ESTRATTO FORNITO ▸
———

L’Editoriale di Andrea Antonuccio

Care lettrici, cari lettori,

domenica 24 celebreremo la Giornata mondiale del migrante e del rifugiato. Come ci ricorda don Valerio Bersano a pagina 4, “il fenomeno migratorio deve essere compreso come una conseguenza di un fenomeno complesso, di situazioni di disagio”. Ed è proprio così: noi spesso consideriamo solo la parte finale (i salvataggi, i morti in mare, gli sbarchi e i disagi) di un processo che invece parte da lontano: da una concezione “diseguale” del mondo, provocata da secoli di sfruttamento e barbarie, che provoca un’onda lunga di disperazione da cui vorremmo proteggerci, illudendoci di chiudere la porta di casa.

Ma la realtà è spietata: presenta sempre il conto, anche a chi fa finta di non vederla. E dunque? Forse dovremmo lasciarci guidare dal realismo, da uno sguardo onesto sulle cose (oggi, tra i “potenti”, non c’è persona più realista di papa Francesco). Senza realismo si insinua, subdola, l’idea di un distacco dal mondo. “Ma la realtà invece è Cristo!” scriveva San Paolo ai Colossesi, ed è come se lo dicesse anche a noi, adesso.

———

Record
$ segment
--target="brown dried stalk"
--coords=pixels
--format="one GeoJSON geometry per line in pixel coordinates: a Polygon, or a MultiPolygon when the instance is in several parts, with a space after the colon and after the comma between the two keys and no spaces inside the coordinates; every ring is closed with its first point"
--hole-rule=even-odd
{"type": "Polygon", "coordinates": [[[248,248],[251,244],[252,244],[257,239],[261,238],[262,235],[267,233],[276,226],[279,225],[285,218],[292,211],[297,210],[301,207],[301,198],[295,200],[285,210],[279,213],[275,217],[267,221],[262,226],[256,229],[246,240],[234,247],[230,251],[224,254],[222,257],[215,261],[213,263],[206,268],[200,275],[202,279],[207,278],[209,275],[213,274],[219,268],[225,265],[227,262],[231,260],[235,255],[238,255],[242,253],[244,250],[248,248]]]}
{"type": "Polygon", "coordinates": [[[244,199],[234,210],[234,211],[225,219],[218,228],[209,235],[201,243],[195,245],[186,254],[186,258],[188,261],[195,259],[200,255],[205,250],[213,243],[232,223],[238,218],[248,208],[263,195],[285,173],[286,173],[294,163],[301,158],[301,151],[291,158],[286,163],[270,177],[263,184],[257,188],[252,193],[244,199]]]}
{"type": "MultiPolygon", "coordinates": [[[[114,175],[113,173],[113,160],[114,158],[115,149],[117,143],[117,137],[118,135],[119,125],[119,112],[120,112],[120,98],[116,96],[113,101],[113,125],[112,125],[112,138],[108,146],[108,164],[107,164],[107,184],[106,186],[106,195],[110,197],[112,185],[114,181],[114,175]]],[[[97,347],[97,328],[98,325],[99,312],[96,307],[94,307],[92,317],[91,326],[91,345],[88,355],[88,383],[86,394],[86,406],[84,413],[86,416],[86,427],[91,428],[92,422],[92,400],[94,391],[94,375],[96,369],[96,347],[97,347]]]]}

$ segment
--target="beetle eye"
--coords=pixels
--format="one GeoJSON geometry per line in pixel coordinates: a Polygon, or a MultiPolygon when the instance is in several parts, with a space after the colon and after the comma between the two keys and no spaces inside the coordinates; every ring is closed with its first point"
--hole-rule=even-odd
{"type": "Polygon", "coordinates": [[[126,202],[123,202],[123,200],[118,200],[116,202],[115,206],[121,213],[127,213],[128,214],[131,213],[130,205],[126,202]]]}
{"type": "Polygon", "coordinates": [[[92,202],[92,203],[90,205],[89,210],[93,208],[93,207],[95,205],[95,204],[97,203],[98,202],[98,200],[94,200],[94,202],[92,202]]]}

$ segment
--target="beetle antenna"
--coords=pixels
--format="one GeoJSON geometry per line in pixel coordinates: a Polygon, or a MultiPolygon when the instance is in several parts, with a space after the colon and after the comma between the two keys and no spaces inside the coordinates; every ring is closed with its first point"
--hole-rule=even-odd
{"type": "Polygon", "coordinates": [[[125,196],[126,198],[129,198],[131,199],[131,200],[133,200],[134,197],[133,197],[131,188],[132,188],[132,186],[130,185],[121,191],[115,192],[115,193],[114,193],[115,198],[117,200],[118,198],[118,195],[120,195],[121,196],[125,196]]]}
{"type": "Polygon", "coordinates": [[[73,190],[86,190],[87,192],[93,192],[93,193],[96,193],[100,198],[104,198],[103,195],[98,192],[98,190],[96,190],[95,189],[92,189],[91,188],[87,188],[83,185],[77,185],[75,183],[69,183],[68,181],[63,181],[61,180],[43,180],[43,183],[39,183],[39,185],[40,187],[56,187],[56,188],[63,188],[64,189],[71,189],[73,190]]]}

———

COMPITI DA SVOLGERE ▸
1. Nell'editoriale sulle migrazioni, a chi scriveva San Paolo la frase "Ma la realtà invece è Cristo!"?
2. Riprendi l'editoriale sulle migrazioni e prosegui il testo a partire dall'ultima frase riportata.

RISPOSTE IN ORDINE ▸
1. Ai Colossesi.

2.
La realtà è Cristo! Non è la melma da cui tenersi lontani in favore di una dimensione “spirituale” che ci elevi al di sopra del peccato (solitamente quello degli altri): è il “campo da gioco” della mia salvezza, qui e ora. Eliminare la realtà sarebbe un po’ come camminare (per scelta) su una gamba sola e convincersi di andare più veloci.

«Il Verbo si fece carne e venne ad abitare in mezzo a noi» (Gv 1,14). Questa carne a me non fa schifo, anzi: Cristo l’ho conosciuto non grazie a un discorso “alto”, ma attraverso la carne. Anche quella, impastata di Dio come la mia, di chi sbarca fortunosamente sulle nostre coste. Con che coraggio possiamo girarci dall’altra parte? Quel migrante, sporco e fastidioso, è davvero Gesù Cristo oppure è un “furbetto” che vuole mangiare due volte al giorno come noi? Ce lo siamo mai chiesti?